- **TASK GOAL**
Summarize the text on ETW tampering in two sentences.

GUID entry Windows Kernel ETW Event Tracing for Windows Windows 11

Now, lets run my Ferric Fox rootkit, and repeat the process (but with a different logging name):

logman create trace test_after -p "{E02A841C-75A3-4FA7-AFC8-AE09CF9B7F23}" -ets
# leave on for a few secs, maybe open a program to help generate noise
logman stop test_after -ets
tracerpt test_after.etl -o test_after.csv -of CSV

GUID entry Windows Kernel ETW Event Tracing for Windows Windows 11

Wild!! No events, just the log header :)

Rootkit 1 - Windows 0. As stipulated above, patching this table does not result in a blue screen - so it’s clearly not being monitored by patch guard. And fair enough to some extent, it may be the user wants to disable these logs - but we are writing an EDR, and we want to keep them in play. So, onto the defence.

The defence

My proposal to detect this technique, is that we implement our own version of Patch Guard for the kernel from the driver component of the EDR. This will require:

  1. We resolve the addresses of the unexported symbols at runtime.
  2. We monitor these for changes periodically. By monitoring for changes, we can also block attacks on the provider where they are swapped out, rendering them still useless.

Solving problem 1 - given the distance between EtwThreatIntProvRegHandle and EtwKernelProvRegHandle hasn’t been constant (but everything after EtwKernelProvRegHandle is), we need to resolve these in several separate swoops.

We also can’t traverse EtwpInitialize as this function is in the INIT section.

Strategy - we will search for these symbols in kernel functions that are in memory, and scan the machine code until we reach the section containing the pointer to the symbol. For example, starting with EtwThreatIntProvRegHandle:

Threat Intelligence

We can see the machine code which houses the offset to the symbol (from RIP) -> b5dfc700.

We have two strategies here, one is to hard code the offsets from the function’s address and read the 4 bytes directly; or to dynamically traverse the function for the correct sequence of bytes. In the interest of speed - we will hardcode the offsets to make life a little easier given this is a POC.

Another challenged faced, is only a bare few select function symbols are exported for us to resolve the address of. I solved this by using the addresses of exported functions and calculating the offsets to the dispatch items based on those select few positionally. Luckily for me, there were just enough exported functions to make this work. I don’t think you can calculate the relative virtual offset to the symbols from reverse engineering ntoskrnl, as the layout in the binary does not match the layout in memory.

Now we have the struct addresses, we are able to monitor for changes by periodically re-resolving the table and looking for any differences - essentially our own version of Patch Guard in the kernel!

To see the full implementation, check it here. Below is a code snippet, using my wdk-mutex crate for global and easy idiomatic Windows kernel mutex’s, that is run in the system thread checking for tampering. This will cause a bug check if the bitmask changes.

- **SUPPLIED INFORMATION**

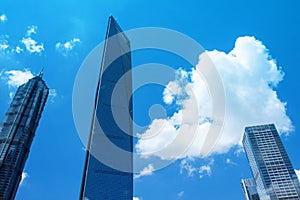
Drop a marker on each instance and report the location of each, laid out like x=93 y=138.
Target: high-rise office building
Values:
x=249 y=189
x=271 y=167
x=17 y=131
x=105 y=178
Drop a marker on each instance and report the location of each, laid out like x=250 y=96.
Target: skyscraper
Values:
x=17 y=131
x=249 y=189
x=107 y=169
x=270 y=165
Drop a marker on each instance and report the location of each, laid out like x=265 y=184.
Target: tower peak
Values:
x=41 y=72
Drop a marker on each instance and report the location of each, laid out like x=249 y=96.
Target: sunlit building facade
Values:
x=17 y=132
x=271 y=167
x=108 y=170
x=249 y=189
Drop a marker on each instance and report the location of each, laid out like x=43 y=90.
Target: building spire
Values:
x=41 y=72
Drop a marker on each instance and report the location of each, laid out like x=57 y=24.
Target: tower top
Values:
x=41 y=72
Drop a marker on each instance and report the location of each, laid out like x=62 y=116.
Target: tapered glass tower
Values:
x=17 y=131
x=108 y=165
x=271 y=167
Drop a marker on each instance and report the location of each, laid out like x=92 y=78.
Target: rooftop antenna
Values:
x=41 y=72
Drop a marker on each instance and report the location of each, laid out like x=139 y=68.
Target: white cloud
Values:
x=18 y=77
x=4 y=42
x=31 y=30
x=249 y=76
x=32 y=46
x=3 y=46
x=186 y=166
x=18 y=50
x=230 y=162
x=3 y=18
x=298 y=173
x=24 y=177
x=180 y=194
x=147 y=171
x=67 y=47
x=206 y=169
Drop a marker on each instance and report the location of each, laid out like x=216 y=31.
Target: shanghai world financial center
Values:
x=107 y=172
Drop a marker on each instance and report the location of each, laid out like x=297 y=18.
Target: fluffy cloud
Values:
x=180 y=194
x=298 y=173
x=4 y=42
x=67 y=47
x=249 y=77
x=187 y=166
x=18 y=50
x=32 y=46
x=24 y=177
x=3 y=18
x=31 y=30
x=18 y=77
x=147 y=171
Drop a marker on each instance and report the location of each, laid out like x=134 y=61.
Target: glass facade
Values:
x=104 y=180
x=249 y=189
x=270 y=165
x=17 y=131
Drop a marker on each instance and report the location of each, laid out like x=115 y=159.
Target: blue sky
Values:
x=59 y=35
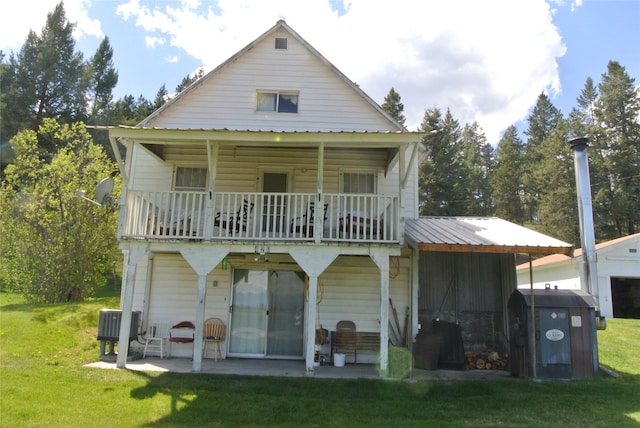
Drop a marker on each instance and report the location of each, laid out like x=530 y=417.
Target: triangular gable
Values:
x=225 y=98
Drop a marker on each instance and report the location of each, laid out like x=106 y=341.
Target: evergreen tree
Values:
x=557 y=207
x=48 y=78
x=542 y=121
x=393 y=105
x=188 y=80
x=617 y=113
x=587 y=101
x=478 y=163
x=507 y=183
x=442 y=175
x=104 y=78
x=161 y=97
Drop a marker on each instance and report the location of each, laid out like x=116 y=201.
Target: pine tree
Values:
x=104 y=78
x=442 y=175
x=393 y=105
x=557 y=206
x=542 y=121
x=478 y=163
x=507 y=182
x=188 y=80
x=48 y=78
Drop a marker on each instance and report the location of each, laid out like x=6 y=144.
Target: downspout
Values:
x=589 y=268
x=532 y=335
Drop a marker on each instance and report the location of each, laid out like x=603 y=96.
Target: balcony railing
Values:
x=249 y=216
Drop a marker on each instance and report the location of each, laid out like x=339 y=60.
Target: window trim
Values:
x=190 y=189
x=276 y=107
x=373 y=173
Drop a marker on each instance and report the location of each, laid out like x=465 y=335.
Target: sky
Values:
x=485 y=61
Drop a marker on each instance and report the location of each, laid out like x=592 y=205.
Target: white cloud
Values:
x=152 y=42
x=485 y=60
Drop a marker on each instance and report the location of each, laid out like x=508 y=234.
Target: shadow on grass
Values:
x=228 y=400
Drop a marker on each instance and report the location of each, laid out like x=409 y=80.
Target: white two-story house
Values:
x=272 y=193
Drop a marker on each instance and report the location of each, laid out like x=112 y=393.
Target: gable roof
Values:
x=280 y=25
x=559 y=258
x=479 y=234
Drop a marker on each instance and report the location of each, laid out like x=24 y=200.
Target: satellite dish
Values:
x=103 y=192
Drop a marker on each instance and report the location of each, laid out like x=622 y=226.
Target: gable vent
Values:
x=281 y=43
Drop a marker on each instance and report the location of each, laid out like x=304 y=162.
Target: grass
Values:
x=43 y=383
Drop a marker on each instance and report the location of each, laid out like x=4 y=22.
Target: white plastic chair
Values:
x=157 y=338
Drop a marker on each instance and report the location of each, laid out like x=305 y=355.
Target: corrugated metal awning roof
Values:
x=480 y=235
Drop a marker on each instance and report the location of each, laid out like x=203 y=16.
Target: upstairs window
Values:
x=281 y=102
x=190 y=178
x=281 y=43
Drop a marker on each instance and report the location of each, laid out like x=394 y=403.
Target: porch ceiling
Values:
x=479 y=235
x=272 y=138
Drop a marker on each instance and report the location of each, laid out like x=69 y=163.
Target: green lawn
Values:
x=43 y=383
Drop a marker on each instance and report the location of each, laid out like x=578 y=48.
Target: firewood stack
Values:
x=486 y=360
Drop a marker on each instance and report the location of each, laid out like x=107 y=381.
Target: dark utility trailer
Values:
x=565 y=344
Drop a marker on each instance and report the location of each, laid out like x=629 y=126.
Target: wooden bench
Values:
x=346 y=343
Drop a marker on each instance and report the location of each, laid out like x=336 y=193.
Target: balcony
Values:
x=254 y=217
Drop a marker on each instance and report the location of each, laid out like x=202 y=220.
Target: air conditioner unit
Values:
x=109 y=324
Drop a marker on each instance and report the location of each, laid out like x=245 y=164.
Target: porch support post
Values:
x=212 y=159
x=136 y=252
x=202 y=261
x=381 y=258
x=147 y=291
x=313 y=262
x=415 y=288
x=318 y=214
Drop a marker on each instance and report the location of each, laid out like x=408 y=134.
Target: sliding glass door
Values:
x=267 y=316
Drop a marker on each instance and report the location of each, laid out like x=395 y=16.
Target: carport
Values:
x=466 y=274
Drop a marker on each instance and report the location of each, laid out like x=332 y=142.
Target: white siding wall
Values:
x=238 y=170
x=227 y=99
x=173 y=293
x=351 y=290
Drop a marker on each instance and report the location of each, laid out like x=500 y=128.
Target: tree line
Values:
x=57 y=247
x=531 y=180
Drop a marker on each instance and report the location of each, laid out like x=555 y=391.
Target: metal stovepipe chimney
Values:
x=589 y=269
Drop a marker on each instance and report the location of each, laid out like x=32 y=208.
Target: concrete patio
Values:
x=292 y=368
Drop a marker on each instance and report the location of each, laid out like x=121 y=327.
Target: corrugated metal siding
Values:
x=228 y=98
x=479 y=278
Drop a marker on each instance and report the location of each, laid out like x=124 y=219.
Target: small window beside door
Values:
x=358 y=182
x=190 y=178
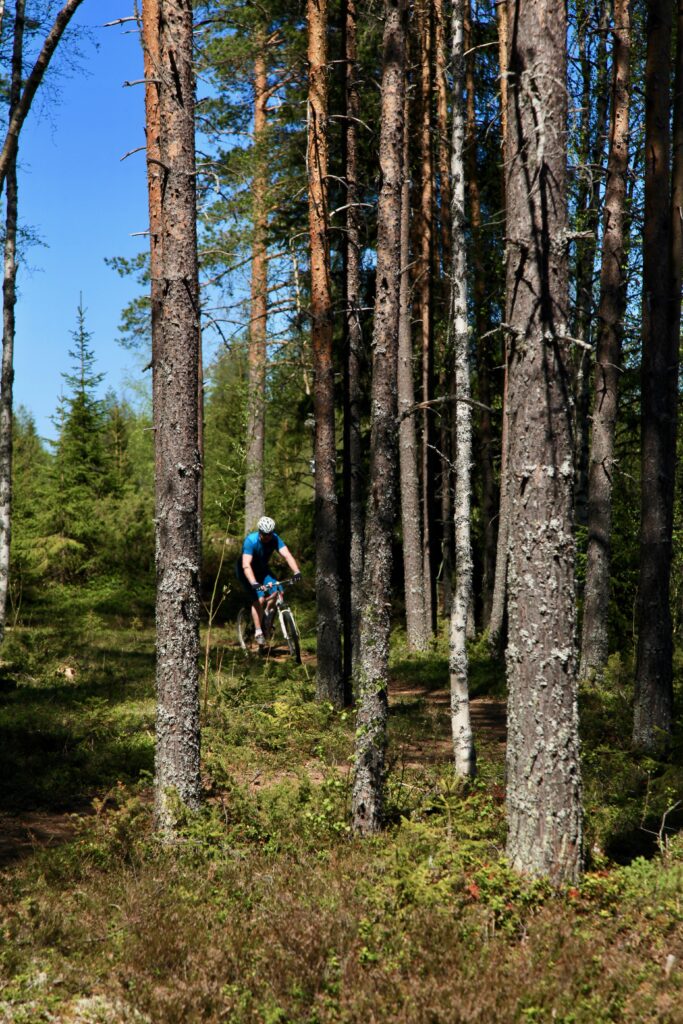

- **WRITTEN SOLUTION**
After the Ferric Fox rootkit runs, a repeated trace of the provider records no events beyond the log header, and the table patch causes no blue screen, so Patch Guard is not monitoring it. The proposed defense is an EDR driver acting as its own kernel Patch Guard: it resolves the unexported symbols at runtime from hardcoded offsets relative to exported functions, periodically re-resolves the table to check for changes, and triggers a bug check if the bitmask changes.